[[ Page text open ]]

The Bohart Museum of Entomology was founded in 1946 on the campus of the University of California, Davis. The museum is currently the seventh largest insect collection in North America with more than seven million specimens of terrestrial and freshwater arthropods. At least 90% of these holdings are insects. The collection is worldwide in scope with the Western Hemisphere, Indonesia, and Australasia particularly well represented.

==Role==
The principal roles of the museum are to support research at the graduate and undergraduate levels, informatics and diagnostics, and educational outreach. Areas of taxonomic specialization include the worldwide insect order Hymenoptera, freshwater non-insect arthropods, and California insect fauna. Professor Emeritus of entomology Richard M. Bohart was the museum's founder and principal contributor. In 1986 the museum was named in his honor.

[[ Page text closed ]]
[[ Extracted data open ]]

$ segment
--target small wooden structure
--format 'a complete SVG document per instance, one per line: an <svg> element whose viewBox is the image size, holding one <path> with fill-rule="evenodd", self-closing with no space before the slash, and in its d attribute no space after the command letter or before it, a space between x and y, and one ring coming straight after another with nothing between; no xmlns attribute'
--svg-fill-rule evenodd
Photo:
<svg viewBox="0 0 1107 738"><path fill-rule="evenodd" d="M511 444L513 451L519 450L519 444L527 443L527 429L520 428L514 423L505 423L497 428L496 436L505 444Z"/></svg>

[[ Extracted data closed ]]

> **Work order 1**: In the Bohart Museum text, what year was the museum named in honor of Richard M. Bohart?
> **Work order 2**: Carry on the Bohart Museum text from where it stops.

> **Answer section 1**: 1986

> **Answer section 2**:
The museum is closely tied to the Entomology Department at UC Davis and provides research support for the department. This role is particularly important for the faculty of biological control and medical entomology groups. The museum also houses teaching insect collections for undergraduate level entomology courses taught on campus. The museum houses the California Insect Survey. Lynn Kimsey was the director of the museum from 1989 until her retirement in February 2025. The current director is Professor Jason Bond, who specializes in the evolutionary diversification of terrestrial arthropods.

==Specimen collection==
Each year an average of 30,000 newly acquired specimens are added to the collection. These specimens come from museum based field studies, university faculty, and student research programs. There is also a considerable number of specimens donated to the museum from the members of the Bohart Museum Society and the external community. 7,400 specimens from the museum are estimated to be on loan each year to domestic and international researchers. Local, national, and international researchers use the museum's collection materials in at least 18 publications per year in addition to the high publication activity of the university staff and associates.

An average of 12,000 visitors come to the Bohart Museum each year.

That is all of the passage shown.